___ Document text

Very true. I hate parties-- I’m the one in the corner playing with the dog. But I’m not in the slightest bit shy. I’m great at teaching, gave fantastic presentations when I had to in college, did plays in high school, and am great at speaking up for myself.
I’m not exactly antisocial either, I just would rather be some place with a small group than a large one. I hold my own with large groups, I just don’t enjoy it much. But I love small gatherings, especially quiet ones.
I have a good friend who is extroverted, very much. I don’t usually make good friends with people with this characteristic, but we’ve know each other for a very long time.
It almost seems like being exothermic, vs. endothermic. She really needs outside stimulation from other people. She doesn’t even like to watch TV alone. She says she really needs to be around other people. She voluntarily chose to live with roommates and in house collectives until she was married. I couldn’t wait until I could afford to live alone. In school, she took study hall as a class, because she liked studying in a room with other people doing the same thing, even when they weren’t interacting. She had trouble concentrating, she said, when she tried to study alone.
She can also sleep in public, which still amazes me. If she needed a nap during the day in college, she could lie down on a couch in one of the student lounges, and fall right asleep. People would be walking through the room, sitting on the couch across from her, in conversation, and it didn’t bother her in the slightest.
I don’t know what causes this, but it’s worth noting that she was very gifted with social skills, and eventually became a therapist. Everyone just wants to talk to her.

______
___ Records shown

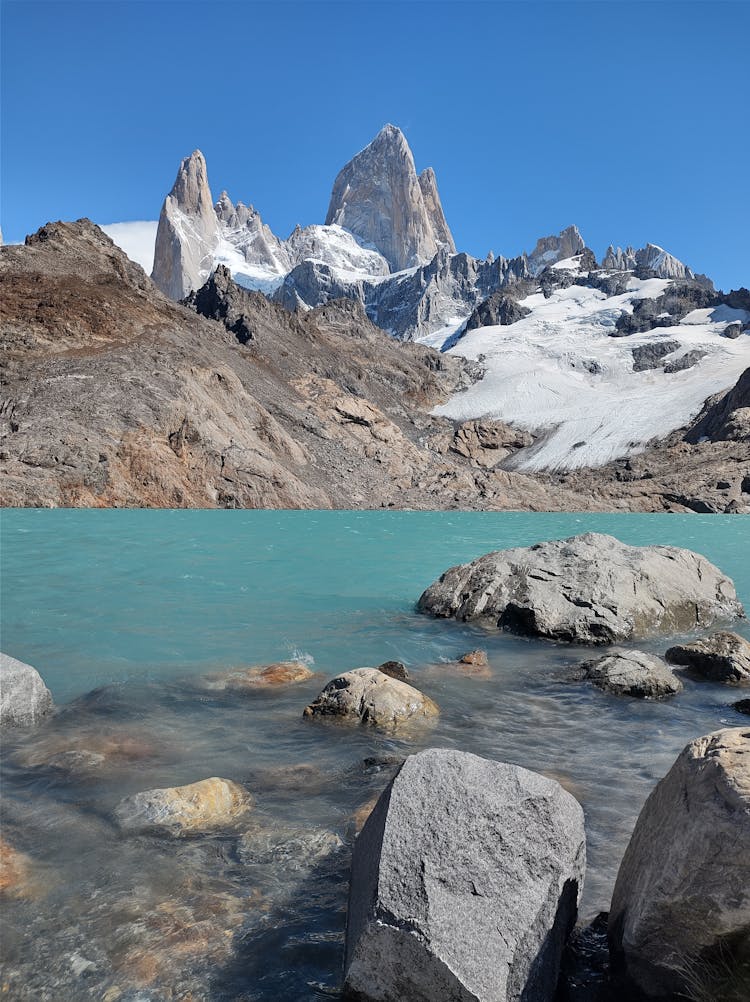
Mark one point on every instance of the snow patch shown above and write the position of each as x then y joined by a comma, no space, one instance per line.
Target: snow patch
535,377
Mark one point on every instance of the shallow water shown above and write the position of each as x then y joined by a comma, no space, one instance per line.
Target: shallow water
137,606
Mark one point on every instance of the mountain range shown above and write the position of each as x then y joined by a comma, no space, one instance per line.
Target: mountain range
547,326
364,362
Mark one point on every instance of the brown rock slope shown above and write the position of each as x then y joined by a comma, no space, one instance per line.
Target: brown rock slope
113,395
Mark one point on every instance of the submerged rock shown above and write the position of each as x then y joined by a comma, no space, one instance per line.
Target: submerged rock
396,669
262,676
465,882
477,657
721,657
587,589
632,672
368,696
681,905
191,810
15,872
294,847
24,698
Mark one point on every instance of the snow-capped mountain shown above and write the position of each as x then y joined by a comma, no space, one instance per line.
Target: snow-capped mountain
591,394
595,359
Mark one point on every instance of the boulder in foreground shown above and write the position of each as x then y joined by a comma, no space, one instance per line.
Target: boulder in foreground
191,810
720,657
681,907
465,884
368,695
632,672
587,589
24,698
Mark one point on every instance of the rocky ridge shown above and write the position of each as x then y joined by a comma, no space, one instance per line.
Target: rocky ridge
113,395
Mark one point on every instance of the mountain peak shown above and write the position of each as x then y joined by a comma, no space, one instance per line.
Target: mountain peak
550,249
179,264
379,197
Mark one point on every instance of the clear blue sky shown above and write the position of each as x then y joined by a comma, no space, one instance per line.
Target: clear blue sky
630,119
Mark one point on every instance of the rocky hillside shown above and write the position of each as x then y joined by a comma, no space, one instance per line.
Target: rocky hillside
115,395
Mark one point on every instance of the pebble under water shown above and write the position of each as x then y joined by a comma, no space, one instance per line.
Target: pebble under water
124,613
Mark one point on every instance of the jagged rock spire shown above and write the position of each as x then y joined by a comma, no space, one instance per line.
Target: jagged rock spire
187,232
379,197
550,249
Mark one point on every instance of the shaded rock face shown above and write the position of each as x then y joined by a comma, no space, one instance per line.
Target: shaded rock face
725,417
686,361
587,589
650,356
187,232
368,695
550,249
681,906
191,810
24,698
667,310
634,673
488,443
721,657
649,261
396,669
499,309
379,197
220,299
465,882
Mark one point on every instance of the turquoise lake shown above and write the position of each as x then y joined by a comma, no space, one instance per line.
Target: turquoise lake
96,596
124,612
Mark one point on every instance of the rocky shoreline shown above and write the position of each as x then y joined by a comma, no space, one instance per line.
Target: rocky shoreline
461,860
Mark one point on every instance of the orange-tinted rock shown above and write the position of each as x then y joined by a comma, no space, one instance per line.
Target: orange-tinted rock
262,676
15,870
199,807
478,658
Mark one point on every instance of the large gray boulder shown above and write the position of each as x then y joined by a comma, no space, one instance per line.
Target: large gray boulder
24,698
632,672
587,589
680,911
465,884
721,657
369,695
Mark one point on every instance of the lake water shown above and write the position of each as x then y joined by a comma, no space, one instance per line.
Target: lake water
123,612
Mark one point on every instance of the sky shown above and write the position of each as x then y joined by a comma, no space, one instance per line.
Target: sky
630,119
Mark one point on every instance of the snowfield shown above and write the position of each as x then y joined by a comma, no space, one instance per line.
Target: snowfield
559,372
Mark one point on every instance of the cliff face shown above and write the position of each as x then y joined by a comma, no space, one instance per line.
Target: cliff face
187,233
379,197
114,395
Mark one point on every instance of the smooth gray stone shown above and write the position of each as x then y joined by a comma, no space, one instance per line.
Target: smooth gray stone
465,884
586,589
681,905
24,698
632,672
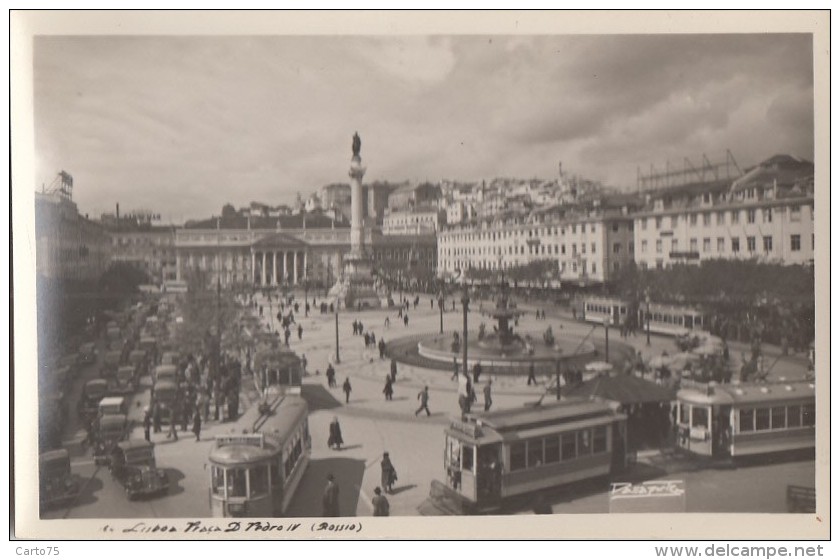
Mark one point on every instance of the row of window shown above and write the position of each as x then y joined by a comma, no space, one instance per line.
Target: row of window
767,244
776,418
671,222
535,452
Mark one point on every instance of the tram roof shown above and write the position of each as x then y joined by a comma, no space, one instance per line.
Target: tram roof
749,393
534,416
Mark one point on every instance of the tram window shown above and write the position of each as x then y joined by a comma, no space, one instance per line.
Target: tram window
794,416
552,449
599,439
699,417
259,480
746,420
236,483
534,453
517,456
808,415
762,418
568,446
467,457
777,417
584,442
218,481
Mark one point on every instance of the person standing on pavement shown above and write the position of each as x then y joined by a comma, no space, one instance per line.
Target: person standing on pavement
197,426
147,425
347,388
330,500
381,507
531,377
389,389
423,397
389,473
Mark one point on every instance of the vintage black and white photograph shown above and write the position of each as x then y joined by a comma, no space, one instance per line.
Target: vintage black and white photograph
294,276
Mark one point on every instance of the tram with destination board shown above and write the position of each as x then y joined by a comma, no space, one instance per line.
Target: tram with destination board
255,474
490,457
737,420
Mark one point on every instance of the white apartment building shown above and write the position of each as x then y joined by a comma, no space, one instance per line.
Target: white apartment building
587,244
766,215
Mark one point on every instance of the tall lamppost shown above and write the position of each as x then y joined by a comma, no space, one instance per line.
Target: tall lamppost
337,356
606,339
441,303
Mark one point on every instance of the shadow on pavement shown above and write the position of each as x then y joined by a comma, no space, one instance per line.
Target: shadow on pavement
318,398
308,497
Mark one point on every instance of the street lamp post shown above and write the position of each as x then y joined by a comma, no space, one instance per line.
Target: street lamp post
337,356
606,339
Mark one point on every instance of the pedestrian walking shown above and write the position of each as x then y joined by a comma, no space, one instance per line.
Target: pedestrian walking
476,372
389,473
330,376
347,388
389,389
381,507
330,499
156,420
335,440
423,397
197,426
147,425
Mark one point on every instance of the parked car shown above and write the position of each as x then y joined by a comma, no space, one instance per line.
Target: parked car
58,485
92,392
132,464
87,353
110,430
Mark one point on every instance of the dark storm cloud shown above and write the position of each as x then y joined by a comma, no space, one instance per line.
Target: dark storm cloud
183,125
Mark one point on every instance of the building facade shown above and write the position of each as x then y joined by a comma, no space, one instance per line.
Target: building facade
766,215
68,245
588,243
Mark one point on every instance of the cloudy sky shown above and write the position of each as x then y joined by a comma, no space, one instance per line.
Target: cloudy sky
181,125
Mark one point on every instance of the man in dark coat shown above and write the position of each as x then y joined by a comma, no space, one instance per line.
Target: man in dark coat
330,500
381,507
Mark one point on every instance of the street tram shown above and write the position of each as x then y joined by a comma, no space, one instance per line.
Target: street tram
255,474
737,420
597,310
490,457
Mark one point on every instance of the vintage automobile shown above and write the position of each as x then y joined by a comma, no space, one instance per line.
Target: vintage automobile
110,363
87,353
138,359
165,398
169,359
58,485
110,430
166,373
93,392
133,465
124,382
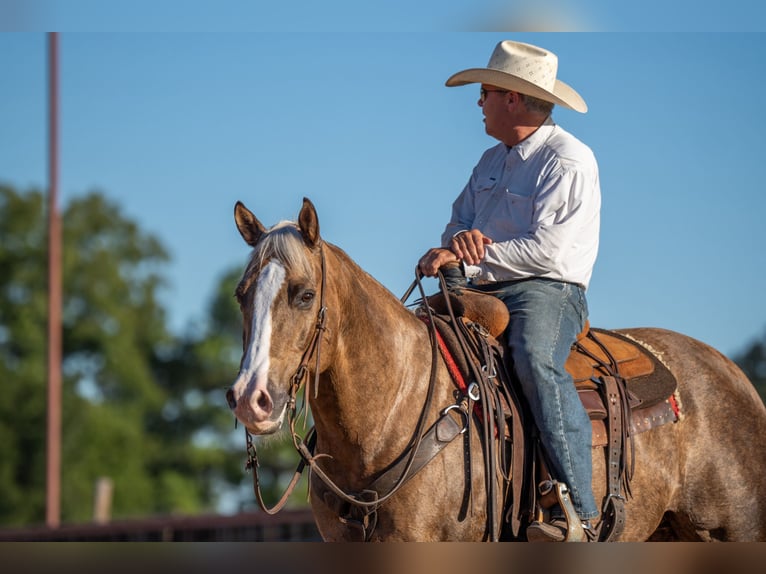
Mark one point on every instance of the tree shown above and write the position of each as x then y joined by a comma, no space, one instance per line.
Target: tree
753,362
140,405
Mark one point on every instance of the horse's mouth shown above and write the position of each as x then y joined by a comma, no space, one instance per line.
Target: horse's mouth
263,427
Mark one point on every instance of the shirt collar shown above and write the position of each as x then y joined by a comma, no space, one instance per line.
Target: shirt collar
536,140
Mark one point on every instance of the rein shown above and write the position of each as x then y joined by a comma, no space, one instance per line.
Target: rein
368,500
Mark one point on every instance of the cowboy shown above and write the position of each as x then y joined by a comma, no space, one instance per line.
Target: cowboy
525,228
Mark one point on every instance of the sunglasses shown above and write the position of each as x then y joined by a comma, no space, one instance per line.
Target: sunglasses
484,91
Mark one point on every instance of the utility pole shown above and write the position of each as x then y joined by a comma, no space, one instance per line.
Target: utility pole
53,452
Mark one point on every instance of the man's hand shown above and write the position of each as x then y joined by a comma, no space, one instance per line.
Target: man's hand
469,246
435,258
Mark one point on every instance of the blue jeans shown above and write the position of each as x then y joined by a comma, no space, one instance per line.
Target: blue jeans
546,317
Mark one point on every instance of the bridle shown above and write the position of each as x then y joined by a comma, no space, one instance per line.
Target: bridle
368,500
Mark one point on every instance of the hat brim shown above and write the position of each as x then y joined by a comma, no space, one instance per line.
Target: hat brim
562,94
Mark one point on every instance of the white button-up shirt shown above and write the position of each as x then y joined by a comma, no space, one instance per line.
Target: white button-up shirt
539,202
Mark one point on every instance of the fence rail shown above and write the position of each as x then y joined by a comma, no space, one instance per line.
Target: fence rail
295,525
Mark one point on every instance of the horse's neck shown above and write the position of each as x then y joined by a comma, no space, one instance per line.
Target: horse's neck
372,393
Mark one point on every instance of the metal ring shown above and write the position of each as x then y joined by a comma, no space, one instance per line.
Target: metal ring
462,412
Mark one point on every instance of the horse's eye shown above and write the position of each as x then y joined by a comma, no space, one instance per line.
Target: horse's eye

______

* [What to work on]: Continue the comment on introversion and the extroverted friend, starting after its final sentence. Nothing in the listing is needed here.

* [Reply to the exercise]:
I have no diagnosis myself, but I come from a family that has autism, OCD and ADHD, mostly on my mother’s side, but there’s a little on my father’s side as well. Social skills was my “C” subject. I’m not a failure at it, but in no way gifted at all.
Being with people when there’s no reason, goal, or plan doesn’t come naturally to me at all. My friend, on the other hand, finds it so natural, she has trouble imagining anything else.
We’ve actually discussed this at length a couple of times. While the two of us have a lot of interests and views in common, we are so different here, it’s almost like she’s a different species.
Interestingly, what my family is free of is addictions. For all the problems that have crept up, substance abuse just doesn’t seem to happen. Her family is the opposite. There’s no autism, ADHD, or other kinds of issues that might lead a person to avoid stimuli, but addiction has been a problem for a number of people. She avoided it, but of her three siblings, one went through a phase, but eventually became more temperate, and another has had serious addiction issues.